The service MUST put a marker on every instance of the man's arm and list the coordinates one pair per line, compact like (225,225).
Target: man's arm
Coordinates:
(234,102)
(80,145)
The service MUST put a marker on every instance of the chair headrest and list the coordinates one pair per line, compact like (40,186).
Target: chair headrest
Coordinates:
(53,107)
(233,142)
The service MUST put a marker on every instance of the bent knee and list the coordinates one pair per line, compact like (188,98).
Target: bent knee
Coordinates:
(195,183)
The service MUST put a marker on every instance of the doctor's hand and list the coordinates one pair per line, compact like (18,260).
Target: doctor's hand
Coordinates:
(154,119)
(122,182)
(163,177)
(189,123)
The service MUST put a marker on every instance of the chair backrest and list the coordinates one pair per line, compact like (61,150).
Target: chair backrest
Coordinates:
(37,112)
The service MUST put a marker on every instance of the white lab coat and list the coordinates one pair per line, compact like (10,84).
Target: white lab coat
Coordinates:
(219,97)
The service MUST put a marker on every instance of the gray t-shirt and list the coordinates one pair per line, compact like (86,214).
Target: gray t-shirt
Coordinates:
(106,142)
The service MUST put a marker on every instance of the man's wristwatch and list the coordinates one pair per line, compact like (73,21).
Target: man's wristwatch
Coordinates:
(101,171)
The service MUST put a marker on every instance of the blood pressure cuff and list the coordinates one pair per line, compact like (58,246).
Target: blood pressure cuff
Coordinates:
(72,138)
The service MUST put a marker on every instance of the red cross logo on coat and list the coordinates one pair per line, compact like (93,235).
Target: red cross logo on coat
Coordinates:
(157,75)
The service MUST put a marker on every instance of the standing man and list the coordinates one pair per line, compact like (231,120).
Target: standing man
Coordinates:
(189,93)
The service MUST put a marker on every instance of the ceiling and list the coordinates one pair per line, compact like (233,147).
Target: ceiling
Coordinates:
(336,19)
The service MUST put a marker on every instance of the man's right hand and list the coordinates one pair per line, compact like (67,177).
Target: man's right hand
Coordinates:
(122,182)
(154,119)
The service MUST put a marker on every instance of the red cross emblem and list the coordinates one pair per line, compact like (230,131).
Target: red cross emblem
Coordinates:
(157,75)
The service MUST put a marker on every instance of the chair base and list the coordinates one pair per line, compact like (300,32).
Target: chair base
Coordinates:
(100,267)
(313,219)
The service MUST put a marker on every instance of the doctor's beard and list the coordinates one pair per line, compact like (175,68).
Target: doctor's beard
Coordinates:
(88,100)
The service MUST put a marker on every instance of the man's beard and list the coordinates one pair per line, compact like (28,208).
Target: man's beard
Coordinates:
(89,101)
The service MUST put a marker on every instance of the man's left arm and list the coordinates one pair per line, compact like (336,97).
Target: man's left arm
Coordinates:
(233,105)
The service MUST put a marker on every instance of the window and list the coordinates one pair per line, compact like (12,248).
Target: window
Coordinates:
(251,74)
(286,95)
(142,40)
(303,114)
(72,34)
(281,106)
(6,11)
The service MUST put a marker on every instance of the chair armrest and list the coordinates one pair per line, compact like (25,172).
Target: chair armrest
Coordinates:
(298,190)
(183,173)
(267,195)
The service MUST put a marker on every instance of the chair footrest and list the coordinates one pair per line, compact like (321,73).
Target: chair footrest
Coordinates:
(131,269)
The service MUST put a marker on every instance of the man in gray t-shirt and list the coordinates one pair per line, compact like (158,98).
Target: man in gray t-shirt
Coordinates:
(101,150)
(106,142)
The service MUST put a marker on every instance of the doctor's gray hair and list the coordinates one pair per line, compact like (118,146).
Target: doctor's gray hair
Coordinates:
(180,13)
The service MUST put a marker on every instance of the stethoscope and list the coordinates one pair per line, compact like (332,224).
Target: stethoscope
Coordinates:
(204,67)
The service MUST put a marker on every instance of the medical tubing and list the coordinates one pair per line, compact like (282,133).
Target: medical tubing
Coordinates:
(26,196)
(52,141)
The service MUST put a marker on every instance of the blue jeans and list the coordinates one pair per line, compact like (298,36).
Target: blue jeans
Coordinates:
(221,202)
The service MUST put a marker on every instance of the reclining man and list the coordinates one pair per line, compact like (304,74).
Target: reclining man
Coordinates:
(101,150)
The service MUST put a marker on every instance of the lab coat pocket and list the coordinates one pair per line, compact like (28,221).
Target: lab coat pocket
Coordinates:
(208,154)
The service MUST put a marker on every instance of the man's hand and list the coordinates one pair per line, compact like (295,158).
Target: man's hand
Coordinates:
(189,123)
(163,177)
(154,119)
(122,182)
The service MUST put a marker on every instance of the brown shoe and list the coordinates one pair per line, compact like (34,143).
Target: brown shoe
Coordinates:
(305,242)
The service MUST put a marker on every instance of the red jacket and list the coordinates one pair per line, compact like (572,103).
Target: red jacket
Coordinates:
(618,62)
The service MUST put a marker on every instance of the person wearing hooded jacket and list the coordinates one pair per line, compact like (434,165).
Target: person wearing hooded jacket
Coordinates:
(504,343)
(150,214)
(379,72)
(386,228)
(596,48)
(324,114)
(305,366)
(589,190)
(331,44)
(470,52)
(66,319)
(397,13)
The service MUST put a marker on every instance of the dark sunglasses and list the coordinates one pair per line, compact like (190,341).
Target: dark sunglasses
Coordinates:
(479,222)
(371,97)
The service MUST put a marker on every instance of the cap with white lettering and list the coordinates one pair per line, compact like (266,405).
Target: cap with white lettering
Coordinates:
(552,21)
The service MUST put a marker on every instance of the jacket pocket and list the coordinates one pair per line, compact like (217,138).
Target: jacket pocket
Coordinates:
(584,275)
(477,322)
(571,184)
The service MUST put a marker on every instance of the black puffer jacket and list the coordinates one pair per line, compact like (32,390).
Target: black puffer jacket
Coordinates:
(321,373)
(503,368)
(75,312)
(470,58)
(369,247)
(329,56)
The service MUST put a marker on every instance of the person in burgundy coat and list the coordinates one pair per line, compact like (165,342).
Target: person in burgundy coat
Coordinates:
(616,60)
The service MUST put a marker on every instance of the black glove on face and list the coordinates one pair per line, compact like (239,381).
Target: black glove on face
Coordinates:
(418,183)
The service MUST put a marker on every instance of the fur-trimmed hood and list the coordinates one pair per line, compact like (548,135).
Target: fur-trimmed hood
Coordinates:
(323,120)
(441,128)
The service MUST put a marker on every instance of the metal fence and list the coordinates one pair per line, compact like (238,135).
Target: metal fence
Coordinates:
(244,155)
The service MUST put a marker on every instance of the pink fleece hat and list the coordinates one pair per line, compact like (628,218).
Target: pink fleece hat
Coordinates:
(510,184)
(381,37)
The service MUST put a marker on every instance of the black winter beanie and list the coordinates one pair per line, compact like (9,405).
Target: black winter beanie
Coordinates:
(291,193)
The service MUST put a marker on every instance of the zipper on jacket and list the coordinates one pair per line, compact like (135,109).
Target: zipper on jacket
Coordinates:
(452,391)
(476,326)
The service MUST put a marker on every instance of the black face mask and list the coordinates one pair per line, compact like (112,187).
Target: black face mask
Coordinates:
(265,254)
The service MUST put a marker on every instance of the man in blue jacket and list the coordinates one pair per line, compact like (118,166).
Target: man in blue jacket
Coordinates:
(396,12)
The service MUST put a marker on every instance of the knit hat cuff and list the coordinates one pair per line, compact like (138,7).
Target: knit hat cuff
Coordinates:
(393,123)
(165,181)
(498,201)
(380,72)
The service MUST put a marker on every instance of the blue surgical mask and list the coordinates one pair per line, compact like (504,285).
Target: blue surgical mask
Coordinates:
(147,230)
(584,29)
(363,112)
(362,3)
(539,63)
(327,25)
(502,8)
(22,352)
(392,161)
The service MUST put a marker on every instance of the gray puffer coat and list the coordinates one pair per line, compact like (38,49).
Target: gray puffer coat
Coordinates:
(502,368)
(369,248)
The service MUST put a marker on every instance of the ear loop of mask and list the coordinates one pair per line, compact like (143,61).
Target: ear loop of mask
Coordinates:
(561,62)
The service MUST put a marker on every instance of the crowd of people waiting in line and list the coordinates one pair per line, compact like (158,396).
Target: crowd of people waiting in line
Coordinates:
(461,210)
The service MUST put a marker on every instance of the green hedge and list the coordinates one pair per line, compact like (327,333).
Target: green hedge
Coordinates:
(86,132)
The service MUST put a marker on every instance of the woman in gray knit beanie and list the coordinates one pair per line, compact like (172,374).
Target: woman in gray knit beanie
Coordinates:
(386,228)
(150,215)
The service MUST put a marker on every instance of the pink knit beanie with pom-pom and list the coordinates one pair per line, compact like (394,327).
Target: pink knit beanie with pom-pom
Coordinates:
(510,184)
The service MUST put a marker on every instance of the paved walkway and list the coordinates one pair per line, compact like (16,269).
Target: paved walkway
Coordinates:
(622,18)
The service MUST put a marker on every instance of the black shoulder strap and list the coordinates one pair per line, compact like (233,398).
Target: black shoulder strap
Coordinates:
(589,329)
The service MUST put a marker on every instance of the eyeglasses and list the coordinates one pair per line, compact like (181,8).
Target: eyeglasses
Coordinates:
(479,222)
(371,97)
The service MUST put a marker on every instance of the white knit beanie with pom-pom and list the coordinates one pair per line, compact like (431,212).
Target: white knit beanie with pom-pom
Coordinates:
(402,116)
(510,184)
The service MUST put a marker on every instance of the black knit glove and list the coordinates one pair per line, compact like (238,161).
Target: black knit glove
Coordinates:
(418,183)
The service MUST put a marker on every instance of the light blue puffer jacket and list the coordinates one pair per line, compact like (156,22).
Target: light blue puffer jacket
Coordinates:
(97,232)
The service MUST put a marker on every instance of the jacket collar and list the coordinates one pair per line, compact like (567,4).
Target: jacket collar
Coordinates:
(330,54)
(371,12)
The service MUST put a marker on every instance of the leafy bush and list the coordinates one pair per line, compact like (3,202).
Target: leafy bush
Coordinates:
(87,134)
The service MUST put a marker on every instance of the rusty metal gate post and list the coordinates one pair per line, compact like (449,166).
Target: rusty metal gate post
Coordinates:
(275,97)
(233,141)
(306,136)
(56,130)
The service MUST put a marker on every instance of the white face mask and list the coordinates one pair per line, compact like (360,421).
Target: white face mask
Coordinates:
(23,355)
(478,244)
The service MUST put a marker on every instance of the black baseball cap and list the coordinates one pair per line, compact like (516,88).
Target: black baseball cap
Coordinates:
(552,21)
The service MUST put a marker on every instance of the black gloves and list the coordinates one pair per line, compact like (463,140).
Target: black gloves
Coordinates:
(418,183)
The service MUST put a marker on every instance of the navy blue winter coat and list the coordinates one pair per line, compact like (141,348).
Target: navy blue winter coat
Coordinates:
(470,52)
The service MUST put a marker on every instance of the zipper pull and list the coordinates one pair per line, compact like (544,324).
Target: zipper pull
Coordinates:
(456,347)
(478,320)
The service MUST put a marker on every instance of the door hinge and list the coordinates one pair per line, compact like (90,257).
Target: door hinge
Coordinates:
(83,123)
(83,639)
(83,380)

§ §

• WORK REQUIRED
The lines to reproduce run from the one that contains "compact like (3,202)." through the last line above; copy them exactly.

• RESPONSE
The service MUST put a marker on every instance of the leafy bush and list the coordinates one pair per line, compact like (3,202).
Target: leafy bush
Coordinates:
(87,134)
The service MUST put a marker on every instance of the rusty metal gate post and list the coordinates one pair per line, compact like (449,166).
Target: rusty metal gate post
Coordinates:
(275,97)
(233,141)
(306,136)
(56,130)
The service MUST put a marker on every instance of the white face mask and list the coordinates one pair per line, compact like (360,421).
Target: white face mask
Coordinates:
(23,355)
(478,244)
The service MUST put a marker on every instance of the black baseball cap and list the coordinates one pair per line, compact like (516,88).
Target: black baseball cap
Coordinates:
(552,21)
The service MUST put a marker on every instance of the black gloves and list the coordinates one pair per line, compact like (463,140).
Target: black gloves
Coordinates:
(418,183)
The service MUST put a marker on every instance of the navy blue winter coat and list the coordinates one pair per line, compact like (141,348).
Target: navy blue winter coat
Coordinates:
(470,52)
The service MUST put a marker on every instance of the zipper pull and list the coordinates one pair per line, compact like (544,324).
Target: zipper pull
Coordinates:
(456,347)
(478,320)
The service MUST put a marker on every instance of the door hinge and list the coordinates one pair per line, compact like (90,257).
Target: door hinge
Coordinates:
(83,123)
(83,639)
(83,380)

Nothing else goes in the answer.